- Your goal -
In the records below, locate the line containing "Please indicate the tree shadow"; output that line and every following line through the last, exactly.

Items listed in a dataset
* Start *

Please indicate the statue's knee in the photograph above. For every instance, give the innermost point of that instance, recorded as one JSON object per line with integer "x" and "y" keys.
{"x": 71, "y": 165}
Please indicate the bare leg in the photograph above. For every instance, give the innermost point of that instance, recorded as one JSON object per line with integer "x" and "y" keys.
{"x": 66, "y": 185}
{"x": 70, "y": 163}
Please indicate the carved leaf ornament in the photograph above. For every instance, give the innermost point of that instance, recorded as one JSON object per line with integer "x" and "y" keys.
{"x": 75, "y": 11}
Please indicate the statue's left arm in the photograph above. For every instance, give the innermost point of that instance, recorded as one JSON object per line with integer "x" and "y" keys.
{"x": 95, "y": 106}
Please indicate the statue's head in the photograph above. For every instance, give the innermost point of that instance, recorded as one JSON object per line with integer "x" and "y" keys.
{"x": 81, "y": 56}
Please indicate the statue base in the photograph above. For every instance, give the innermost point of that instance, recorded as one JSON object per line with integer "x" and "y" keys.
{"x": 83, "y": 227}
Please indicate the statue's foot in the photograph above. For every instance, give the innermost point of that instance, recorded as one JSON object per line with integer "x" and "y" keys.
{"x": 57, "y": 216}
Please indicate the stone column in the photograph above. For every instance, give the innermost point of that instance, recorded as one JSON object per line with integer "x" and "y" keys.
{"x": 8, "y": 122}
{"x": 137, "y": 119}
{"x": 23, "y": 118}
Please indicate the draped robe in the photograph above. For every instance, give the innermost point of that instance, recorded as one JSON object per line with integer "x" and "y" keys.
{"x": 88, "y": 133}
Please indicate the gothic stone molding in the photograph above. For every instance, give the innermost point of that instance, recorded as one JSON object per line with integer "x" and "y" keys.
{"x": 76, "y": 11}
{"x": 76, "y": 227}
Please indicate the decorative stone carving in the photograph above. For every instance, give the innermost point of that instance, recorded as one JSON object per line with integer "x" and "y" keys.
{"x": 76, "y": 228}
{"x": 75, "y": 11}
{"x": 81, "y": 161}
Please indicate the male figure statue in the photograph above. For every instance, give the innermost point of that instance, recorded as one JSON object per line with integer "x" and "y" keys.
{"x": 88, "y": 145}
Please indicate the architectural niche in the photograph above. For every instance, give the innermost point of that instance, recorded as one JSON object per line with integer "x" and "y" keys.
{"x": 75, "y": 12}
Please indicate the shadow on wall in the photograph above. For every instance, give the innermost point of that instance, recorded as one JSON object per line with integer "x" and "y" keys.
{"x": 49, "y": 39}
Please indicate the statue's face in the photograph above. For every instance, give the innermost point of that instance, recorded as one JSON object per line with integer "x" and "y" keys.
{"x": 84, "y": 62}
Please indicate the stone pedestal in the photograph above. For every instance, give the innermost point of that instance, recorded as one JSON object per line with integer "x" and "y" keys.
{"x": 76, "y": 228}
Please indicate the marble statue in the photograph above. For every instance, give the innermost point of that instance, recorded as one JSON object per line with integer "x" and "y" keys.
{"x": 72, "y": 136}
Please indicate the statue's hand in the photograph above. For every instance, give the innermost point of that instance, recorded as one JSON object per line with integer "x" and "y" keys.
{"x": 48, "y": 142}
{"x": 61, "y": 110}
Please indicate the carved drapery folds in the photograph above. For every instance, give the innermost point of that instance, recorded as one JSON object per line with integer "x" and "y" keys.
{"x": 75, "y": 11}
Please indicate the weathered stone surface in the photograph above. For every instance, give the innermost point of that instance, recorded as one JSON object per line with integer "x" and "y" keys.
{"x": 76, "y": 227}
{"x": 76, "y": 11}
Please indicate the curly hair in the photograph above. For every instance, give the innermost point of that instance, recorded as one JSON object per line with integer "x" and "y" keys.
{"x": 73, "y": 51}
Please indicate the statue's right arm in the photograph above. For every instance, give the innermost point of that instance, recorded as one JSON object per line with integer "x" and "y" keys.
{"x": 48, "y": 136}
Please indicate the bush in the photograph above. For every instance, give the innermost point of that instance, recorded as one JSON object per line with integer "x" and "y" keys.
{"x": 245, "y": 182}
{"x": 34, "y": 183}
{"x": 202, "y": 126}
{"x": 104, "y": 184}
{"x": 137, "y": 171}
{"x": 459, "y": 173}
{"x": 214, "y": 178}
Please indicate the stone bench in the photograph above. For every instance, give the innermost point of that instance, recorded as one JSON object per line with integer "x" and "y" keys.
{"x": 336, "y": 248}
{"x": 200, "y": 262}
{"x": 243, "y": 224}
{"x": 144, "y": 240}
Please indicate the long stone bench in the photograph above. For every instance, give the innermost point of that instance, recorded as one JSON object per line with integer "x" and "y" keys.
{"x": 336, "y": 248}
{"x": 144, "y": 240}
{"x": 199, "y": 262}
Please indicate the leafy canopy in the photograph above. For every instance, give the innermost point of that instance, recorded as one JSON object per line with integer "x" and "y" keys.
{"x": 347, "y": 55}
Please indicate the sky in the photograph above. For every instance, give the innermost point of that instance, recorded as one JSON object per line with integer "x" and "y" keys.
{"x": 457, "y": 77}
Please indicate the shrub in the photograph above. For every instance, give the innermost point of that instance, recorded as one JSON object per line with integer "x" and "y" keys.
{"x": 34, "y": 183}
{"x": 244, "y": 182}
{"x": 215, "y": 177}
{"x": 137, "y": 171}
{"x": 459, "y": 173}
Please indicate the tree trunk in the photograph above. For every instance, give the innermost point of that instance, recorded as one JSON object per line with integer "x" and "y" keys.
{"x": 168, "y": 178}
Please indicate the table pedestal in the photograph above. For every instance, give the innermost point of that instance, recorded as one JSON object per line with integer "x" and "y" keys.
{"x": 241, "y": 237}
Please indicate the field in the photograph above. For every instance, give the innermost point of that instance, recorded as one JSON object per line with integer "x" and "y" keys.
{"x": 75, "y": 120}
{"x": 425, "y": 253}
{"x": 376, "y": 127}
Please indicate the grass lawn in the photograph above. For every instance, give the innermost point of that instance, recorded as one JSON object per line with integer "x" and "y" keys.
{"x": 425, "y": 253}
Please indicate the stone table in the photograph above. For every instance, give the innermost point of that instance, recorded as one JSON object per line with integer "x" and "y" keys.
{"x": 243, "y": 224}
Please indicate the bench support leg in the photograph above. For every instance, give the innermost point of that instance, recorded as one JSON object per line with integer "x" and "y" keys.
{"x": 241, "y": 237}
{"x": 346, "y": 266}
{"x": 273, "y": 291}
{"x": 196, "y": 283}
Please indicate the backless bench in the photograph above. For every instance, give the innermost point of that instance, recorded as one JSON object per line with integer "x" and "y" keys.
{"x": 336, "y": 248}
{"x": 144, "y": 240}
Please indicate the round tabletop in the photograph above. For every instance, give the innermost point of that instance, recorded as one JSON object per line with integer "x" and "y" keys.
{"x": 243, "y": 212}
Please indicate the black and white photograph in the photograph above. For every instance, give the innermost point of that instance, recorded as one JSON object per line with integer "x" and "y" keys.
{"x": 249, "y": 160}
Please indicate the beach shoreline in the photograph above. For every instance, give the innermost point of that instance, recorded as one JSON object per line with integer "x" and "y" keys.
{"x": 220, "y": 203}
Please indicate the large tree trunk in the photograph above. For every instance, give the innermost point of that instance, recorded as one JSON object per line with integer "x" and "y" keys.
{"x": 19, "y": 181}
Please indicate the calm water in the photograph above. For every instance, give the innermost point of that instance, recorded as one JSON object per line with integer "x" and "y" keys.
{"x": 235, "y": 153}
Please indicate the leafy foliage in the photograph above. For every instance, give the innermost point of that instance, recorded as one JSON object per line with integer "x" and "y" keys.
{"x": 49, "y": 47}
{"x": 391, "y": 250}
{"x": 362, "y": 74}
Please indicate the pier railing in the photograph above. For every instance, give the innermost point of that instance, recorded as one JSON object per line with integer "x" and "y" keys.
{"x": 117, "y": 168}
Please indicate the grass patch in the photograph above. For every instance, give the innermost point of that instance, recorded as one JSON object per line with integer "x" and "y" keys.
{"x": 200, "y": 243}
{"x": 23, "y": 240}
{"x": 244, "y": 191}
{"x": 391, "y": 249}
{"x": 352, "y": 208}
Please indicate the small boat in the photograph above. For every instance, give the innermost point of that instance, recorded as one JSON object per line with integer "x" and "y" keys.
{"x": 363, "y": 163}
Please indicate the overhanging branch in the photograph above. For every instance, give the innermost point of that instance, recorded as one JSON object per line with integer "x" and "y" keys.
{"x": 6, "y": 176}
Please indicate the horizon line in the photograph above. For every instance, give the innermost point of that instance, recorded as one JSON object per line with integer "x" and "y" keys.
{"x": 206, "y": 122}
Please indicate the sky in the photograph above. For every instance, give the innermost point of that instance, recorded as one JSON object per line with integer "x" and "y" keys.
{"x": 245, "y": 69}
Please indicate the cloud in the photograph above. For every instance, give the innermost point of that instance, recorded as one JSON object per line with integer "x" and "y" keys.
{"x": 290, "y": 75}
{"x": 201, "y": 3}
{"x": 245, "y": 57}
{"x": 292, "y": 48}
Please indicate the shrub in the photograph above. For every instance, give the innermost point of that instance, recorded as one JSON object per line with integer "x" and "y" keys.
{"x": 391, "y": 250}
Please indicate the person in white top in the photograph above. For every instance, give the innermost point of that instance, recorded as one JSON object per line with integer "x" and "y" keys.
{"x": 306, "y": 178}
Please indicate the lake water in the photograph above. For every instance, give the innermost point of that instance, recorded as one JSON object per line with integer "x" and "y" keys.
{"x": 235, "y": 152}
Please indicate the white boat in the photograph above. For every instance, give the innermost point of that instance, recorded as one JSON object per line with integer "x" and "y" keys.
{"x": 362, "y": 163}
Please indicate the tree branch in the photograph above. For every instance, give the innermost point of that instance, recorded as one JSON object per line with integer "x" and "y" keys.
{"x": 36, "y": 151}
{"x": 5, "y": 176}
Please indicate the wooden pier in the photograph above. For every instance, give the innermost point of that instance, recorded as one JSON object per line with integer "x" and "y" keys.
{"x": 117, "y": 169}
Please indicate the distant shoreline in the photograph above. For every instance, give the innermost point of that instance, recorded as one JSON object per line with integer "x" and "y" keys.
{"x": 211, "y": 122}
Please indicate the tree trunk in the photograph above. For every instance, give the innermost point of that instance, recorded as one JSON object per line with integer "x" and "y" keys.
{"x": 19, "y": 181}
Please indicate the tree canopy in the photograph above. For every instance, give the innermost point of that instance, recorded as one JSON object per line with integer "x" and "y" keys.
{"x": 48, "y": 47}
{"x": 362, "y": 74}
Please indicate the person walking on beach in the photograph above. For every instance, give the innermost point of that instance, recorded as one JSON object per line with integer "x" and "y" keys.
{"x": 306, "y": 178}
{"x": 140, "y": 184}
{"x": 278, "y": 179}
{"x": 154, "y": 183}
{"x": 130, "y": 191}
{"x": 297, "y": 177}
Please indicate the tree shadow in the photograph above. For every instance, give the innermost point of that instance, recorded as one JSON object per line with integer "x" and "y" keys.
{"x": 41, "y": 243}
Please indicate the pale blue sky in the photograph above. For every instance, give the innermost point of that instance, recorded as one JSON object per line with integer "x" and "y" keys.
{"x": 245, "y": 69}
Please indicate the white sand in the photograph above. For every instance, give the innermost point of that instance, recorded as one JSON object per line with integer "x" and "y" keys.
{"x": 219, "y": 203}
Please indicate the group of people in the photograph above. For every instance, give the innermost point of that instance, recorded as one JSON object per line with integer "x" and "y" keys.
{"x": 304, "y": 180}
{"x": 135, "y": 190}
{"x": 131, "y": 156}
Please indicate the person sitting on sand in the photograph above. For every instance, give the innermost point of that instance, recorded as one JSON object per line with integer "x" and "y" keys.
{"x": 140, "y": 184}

* End *

- Solved exercise -
Please indicate the tree shadow in the photograph above. For every instance, give the innermost point of that instance, recorded as one JSON object per line with integer "x" and "y" keys.
{"x": 41, "y": 243}
Please indicate the pale blue sky in the photograph above. For every instance, give the innermost point of that instance, recorded as one JSON object per line with integer "x" and "y" keys.
{"x": 245, "y": 69}
Please indicate the white sand in the photograph above. For every instance, give the innermost point of that instance, recorded as one JSON object per line with integer "x" and "y" keys.
{"x": 219, "y": 203}
Please indicate the group of people in the photograph above. For every instance, give the innermost point of that instance, recorded as one JSON object per line with integer "x" and "y" keys.
{"x": 304, "y": 180}
{"x": 135, "y": 190}
{"x": 131, "y": 156}
Please indicate the person sitting on sand in the photograph above. For every instance, give the innermost point of that instance, recorded as one JSON object per line with integer "x" and "y" keys.
{"x": 140, "y": 184}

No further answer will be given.